Requirements >>
Your task is to transcribe the entries below exactly, beginning with the line containing "Target | black legging" and ending with the final line, and to add nothing else.

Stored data
** start **

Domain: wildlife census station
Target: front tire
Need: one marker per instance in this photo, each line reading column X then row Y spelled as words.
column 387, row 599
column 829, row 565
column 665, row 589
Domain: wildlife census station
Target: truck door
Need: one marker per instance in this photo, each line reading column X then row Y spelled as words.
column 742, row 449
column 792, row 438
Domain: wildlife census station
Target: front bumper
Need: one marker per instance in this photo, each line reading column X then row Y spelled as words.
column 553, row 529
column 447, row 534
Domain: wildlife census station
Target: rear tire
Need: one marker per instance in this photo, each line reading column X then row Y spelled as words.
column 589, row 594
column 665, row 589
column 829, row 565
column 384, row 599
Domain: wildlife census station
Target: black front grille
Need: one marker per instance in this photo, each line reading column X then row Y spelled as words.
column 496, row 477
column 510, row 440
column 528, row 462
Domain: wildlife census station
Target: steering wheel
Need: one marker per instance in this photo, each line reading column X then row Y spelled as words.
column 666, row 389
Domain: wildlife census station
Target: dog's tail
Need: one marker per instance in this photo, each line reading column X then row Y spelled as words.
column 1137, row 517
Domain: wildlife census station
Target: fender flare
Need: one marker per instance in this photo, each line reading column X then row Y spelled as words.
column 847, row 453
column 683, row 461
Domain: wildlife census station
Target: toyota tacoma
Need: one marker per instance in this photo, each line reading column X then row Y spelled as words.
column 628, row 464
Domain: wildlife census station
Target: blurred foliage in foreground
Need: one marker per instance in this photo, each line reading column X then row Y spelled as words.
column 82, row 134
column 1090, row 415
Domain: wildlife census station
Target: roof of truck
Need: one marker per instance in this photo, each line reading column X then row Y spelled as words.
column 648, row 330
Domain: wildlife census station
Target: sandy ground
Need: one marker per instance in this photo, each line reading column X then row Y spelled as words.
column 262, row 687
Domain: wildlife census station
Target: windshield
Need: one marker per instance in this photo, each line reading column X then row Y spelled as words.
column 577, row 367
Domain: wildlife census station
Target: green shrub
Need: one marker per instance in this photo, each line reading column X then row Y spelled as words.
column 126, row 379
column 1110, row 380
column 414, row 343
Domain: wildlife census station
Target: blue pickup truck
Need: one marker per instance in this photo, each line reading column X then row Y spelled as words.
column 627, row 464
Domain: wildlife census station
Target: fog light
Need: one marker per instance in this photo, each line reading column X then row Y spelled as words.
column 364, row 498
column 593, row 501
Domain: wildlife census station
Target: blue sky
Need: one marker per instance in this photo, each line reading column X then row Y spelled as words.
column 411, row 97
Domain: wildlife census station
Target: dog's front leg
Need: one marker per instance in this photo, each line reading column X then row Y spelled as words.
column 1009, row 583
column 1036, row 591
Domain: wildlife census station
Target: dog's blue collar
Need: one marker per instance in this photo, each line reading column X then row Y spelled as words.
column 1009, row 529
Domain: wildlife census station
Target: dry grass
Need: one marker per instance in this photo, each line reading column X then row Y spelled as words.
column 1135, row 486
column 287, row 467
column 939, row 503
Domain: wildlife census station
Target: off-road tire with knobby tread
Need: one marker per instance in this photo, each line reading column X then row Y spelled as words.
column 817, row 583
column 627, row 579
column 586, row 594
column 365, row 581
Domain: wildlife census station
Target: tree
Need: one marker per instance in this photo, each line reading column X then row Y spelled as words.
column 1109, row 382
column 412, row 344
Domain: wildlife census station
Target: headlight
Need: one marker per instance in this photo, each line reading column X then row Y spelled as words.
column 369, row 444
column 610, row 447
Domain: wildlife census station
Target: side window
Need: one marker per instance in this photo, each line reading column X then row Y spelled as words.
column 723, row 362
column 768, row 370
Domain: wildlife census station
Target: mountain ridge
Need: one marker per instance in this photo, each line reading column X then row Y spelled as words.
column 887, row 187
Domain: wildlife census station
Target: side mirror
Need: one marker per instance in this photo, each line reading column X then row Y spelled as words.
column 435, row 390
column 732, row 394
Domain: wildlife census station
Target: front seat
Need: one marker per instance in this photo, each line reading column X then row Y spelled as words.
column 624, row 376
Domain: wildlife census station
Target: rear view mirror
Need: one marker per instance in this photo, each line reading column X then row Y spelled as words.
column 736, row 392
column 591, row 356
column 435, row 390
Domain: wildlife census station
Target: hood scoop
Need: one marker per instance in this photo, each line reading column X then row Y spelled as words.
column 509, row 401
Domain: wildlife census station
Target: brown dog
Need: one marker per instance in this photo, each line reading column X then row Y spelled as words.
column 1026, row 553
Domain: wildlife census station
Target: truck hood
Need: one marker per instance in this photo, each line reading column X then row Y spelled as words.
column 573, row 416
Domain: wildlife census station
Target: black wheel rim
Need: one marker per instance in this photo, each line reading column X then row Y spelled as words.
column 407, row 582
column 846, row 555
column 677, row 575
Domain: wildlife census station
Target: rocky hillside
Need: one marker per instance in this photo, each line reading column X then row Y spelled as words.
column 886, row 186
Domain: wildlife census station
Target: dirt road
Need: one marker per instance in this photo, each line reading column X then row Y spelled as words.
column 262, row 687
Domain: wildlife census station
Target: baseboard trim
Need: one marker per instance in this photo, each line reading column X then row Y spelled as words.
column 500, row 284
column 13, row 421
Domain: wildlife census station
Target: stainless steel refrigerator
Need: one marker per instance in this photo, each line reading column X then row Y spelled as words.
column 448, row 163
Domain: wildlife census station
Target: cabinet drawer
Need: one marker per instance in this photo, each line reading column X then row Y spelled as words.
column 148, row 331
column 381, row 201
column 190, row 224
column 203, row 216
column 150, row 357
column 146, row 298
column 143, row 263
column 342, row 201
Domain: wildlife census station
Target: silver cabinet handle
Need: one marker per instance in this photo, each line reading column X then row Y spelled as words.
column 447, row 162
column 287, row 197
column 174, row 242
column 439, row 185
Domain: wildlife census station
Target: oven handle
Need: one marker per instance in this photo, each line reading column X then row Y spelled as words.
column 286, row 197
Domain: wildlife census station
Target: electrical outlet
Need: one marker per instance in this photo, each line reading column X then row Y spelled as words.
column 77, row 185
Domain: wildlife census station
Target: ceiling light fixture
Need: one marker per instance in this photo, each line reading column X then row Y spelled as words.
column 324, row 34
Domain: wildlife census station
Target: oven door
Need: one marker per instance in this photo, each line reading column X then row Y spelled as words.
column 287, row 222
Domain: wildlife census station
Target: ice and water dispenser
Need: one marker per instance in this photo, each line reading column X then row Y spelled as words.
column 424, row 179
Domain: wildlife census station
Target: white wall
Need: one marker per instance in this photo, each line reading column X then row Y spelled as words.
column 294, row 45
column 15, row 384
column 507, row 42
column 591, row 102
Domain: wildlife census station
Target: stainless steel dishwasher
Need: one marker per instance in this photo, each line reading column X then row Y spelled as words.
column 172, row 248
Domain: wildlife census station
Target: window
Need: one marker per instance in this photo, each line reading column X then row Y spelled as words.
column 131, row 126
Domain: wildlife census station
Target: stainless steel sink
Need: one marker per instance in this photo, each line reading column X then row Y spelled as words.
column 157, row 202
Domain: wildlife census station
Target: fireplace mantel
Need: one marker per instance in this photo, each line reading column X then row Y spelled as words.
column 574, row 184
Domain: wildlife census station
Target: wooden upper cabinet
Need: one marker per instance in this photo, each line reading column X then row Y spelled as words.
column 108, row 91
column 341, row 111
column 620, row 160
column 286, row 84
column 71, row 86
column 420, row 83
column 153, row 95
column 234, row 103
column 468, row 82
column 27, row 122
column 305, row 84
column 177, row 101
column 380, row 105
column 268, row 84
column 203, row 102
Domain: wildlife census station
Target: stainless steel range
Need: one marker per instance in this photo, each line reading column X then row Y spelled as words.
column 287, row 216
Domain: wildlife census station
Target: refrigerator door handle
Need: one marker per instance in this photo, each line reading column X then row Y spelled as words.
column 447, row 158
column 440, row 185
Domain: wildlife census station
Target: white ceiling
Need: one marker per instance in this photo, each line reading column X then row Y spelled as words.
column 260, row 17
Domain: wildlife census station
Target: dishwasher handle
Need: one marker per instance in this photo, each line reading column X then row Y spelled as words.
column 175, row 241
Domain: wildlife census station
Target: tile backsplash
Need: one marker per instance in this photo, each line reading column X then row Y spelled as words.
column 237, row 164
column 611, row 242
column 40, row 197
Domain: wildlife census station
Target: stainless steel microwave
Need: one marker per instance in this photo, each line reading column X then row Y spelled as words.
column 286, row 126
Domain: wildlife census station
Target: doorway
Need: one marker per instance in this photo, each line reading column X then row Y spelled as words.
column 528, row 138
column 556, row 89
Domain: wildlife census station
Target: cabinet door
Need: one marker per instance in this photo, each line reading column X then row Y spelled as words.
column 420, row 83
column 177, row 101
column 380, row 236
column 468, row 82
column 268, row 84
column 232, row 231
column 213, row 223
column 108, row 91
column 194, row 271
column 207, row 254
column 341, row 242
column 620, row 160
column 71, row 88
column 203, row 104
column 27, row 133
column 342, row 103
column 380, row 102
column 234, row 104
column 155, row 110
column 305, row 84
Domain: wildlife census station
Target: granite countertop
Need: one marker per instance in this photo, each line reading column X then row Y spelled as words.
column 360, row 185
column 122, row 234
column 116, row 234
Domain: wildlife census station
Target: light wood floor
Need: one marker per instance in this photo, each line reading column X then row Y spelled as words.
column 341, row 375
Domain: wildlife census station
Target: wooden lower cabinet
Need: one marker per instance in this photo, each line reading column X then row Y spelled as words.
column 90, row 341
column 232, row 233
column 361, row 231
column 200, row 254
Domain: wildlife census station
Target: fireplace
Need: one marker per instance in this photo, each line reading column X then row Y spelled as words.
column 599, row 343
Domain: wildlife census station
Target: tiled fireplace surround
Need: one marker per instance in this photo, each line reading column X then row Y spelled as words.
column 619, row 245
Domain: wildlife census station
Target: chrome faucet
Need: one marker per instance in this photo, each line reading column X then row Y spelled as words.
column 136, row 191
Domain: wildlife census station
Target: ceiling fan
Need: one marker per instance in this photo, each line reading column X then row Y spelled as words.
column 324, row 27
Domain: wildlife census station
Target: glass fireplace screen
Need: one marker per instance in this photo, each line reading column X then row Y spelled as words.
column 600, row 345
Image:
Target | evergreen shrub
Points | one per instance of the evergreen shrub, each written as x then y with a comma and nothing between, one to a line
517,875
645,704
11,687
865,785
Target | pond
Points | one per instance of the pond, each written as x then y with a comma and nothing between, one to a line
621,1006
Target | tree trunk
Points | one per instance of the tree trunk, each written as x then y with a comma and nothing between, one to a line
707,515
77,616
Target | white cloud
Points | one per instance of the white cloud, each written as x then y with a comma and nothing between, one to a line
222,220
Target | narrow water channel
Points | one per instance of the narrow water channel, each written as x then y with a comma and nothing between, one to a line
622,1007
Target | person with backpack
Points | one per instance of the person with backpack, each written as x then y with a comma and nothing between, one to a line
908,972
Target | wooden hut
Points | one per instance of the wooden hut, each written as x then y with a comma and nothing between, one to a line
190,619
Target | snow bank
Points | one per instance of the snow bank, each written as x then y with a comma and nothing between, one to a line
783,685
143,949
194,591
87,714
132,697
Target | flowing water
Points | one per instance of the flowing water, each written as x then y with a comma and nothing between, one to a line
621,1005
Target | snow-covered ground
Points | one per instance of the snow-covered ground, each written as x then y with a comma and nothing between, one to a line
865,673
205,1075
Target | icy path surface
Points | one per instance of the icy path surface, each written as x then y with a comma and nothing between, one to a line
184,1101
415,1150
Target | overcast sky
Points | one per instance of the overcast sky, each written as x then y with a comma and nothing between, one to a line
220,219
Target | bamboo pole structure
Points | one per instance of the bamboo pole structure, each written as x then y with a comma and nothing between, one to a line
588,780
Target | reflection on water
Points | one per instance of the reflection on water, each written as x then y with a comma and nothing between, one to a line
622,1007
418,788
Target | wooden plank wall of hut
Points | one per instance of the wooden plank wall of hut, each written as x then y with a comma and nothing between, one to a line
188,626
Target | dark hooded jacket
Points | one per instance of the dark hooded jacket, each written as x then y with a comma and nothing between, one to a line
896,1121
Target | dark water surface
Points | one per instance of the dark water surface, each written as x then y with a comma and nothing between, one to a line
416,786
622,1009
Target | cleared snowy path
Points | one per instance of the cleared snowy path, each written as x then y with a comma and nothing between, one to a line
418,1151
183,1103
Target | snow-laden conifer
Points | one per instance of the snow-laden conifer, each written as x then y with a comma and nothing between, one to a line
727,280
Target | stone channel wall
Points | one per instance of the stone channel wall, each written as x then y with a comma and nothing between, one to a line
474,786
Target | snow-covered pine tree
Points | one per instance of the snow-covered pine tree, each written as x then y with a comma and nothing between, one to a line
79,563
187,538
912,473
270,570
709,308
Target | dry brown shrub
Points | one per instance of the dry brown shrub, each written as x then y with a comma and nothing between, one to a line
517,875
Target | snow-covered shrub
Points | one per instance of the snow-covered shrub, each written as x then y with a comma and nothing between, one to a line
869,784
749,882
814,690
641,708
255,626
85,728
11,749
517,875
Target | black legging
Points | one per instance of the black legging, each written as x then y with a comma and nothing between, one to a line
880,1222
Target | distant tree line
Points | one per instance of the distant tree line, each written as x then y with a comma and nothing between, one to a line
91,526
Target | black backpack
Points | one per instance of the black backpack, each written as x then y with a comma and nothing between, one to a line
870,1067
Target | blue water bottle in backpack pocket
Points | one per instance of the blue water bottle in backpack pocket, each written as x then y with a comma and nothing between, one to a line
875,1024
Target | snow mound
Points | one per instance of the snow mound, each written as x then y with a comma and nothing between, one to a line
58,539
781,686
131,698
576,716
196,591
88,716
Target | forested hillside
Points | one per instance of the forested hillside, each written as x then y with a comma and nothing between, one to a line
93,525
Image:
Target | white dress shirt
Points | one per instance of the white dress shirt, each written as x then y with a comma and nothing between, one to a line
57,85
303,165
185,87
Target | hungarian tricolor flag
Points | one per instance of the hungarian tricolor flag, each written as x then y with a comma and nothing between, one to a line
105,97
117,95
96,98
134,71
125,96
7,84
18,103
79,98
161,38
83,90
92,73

** end **

Response below >>
Target | black legging
Points | one per instance of the black legging, each written as x then y with a comma and nothing between, one to a line
880,1222
Target | distant tree line
Points | one per instance of the distant tree line, each written as x then y with a comma and nothing between, one to a line
91,526
Target | black backpack
Points | one per instance of the black backpack, each written as x then y with a comma and nothing between, one to a line
870,1067
Target | blue water bottle in backpack pocket
Points | one per instance of the blue water bottle in backpack pocket, each written as x then y with a comma and nothing between, one to a line
875,1024
Target | snow mound
Points | one per instance of the snow mound, each written as x then y with a comma and nothing between, one to a line
58,539
781,686
131,698
576,716
196,591
88,716
Target | forested hillside
Points | one per instance of the forested hillside, each written as x then y with a comma and nothing between, one to a line
93,525
Image:
Target | white dress shirt
Points | one per instance of the white dress shirt, each written as x then y with a comma and nothing between, one to a line
57,85
303,165
185,87
Target | hungarian tricolor flag
Points | one per instance of the hungarian tricolor flag, each written as x then y with a comma and nothing between, one to a line
105,97
117,95
96,98
134,71
125,96
7,84
18,103
79,98
161,38
83,90
92,73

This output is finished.